→ Requirements:
[A] Rewrite the paragraph of the Yule article that begins "The Holly King, God of the Waning Year" as a short bulleted list that keeps its main facts.
[B] According to the Yule article, what colors should the candles used in decorations be?
[C] Write out a passage from the Yule article word for word, beginning at the words "Celebrating Lord Sun’s" and stopping after "in positive ways.".

→ Selected extract:
Commemorate change with items associated with the Holly King.

Celebrating Lord Sun’s rebirth and
capturing the energy of Yule 2010

By Kate Braun / The Rag Blog / December 20, 2010

“Troll the ancient Yuletide carol, fa la la la la, la la la la”

Tuesday, December 21, 2010, is Yule. It is a Full Wishing Moon and a Lunar Eclipse. Eclipses are times of major changes; Full Moons are times of realizing intentions; Tuesday is Tyr’s day and this Norse god may be considered comparable to Mars as he is a warrior, the god of single combat. All in all, Yule 2010 is a time of Great Energy. The challenge is how to capture and use this energy in positive ways.

The emphasis of this celebration is Lord Sun’s rebirth, signaling the end of the Time That Is No Time. Decorations and themes associated with Yule involve symbolism reflecting change, evolution, the turning of the Wheel of Life, renewal, and light.

Use evergreens (real, if possible), sprigs of holly, mistletoe, 8-spoked wheels, and candles (red, white, green) in your decorations. One of the ways to commemorate changes is to use items associated with the Holly King and the Oak King.

The Holly King, God of the Waning Year, traditionally wears a sprig of holly in his hat, wears red clothing, and drives a sled pulled by 8 reindeer (representing the 8-spoked Wheel of Life). He will be supplanted by the Oak King, God of the Waxing Year, at the end of their ritual battle or dance. Similarly, the full lunar eclipse brings darkness from which light emerges.

→ Given information:
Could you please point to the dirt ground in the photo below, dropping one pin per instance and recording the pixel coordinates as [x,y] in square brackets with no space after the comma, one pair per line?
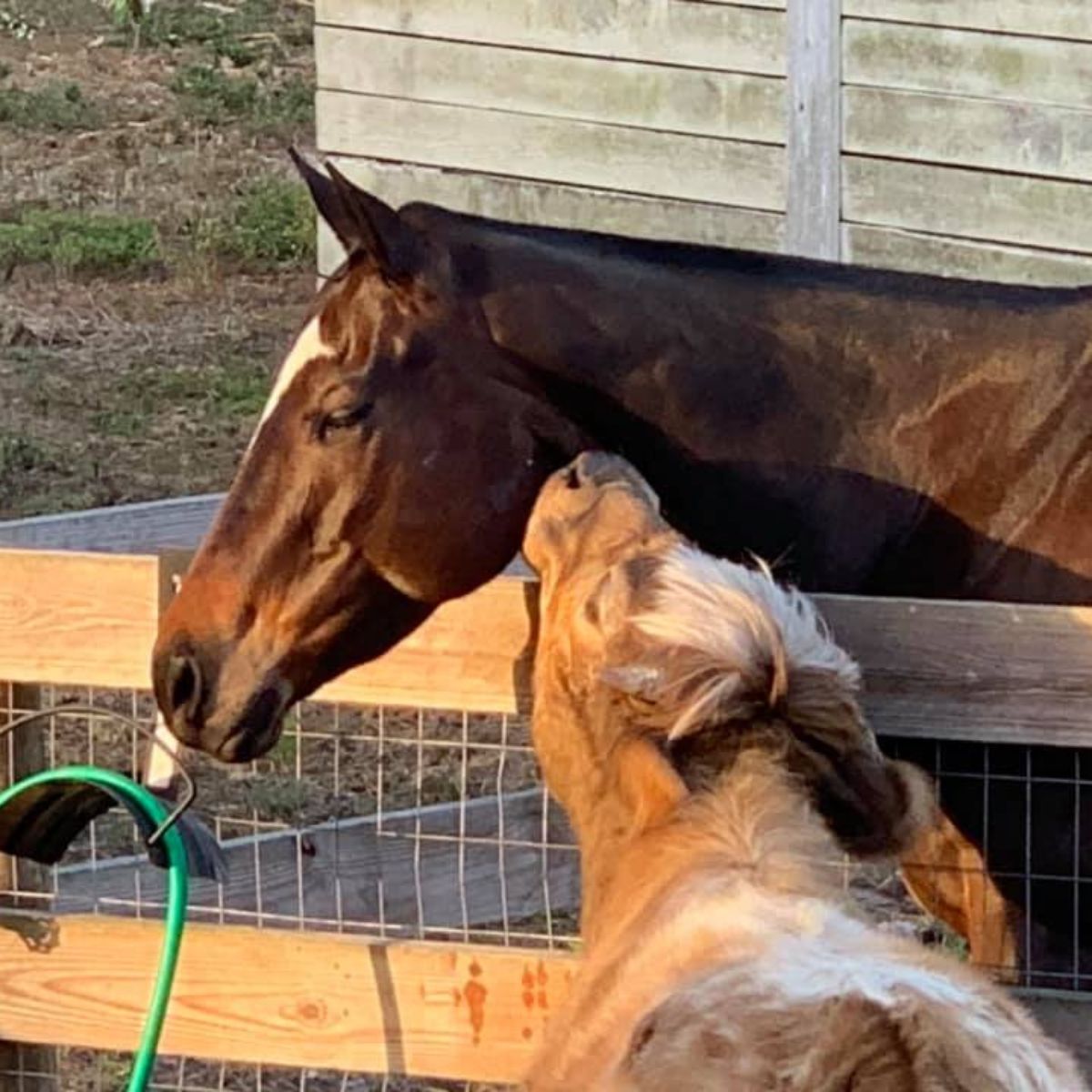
[130,377]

→ Task-by-task solutions:
[A]
- The Holly King is the God of the Waning Year.
- He traditionally wears a sprig of holly in his hat and red clothing.
- He drives a sled pulled by 8 reindeer, which represent the 8-spoked Wheel of Life.
- The Oak King, God of the Waxing Year, will replace him at the end of their ritual battle or dance.
- In the same way, the full lunar eclipse brings darkness from which light emerges.

[B] Red, white, and green.

[C]
Celebrating Lord Sun’s rebirth and
capturing the energy of Yule 2010

By Kate Braun / The Rag Blog / December 20, 2010

“Troll the ancient Yuletide carol, fa la la la la, la la la la”

Tuesday, December 21, 2010, is Yule. It is a Full Wishing Moon and a Lunar Eclipse. Eclipses are times of major changes; Full Moons are times of realizing intentions; Tuesday is Tyr’s day and this Norse god may be considered comparable to Mars as he is a warrior, the god of single combat. All in all, Yule 2010 is a time of Great Energy. The challenge is how to capture and use this energy in positive ways.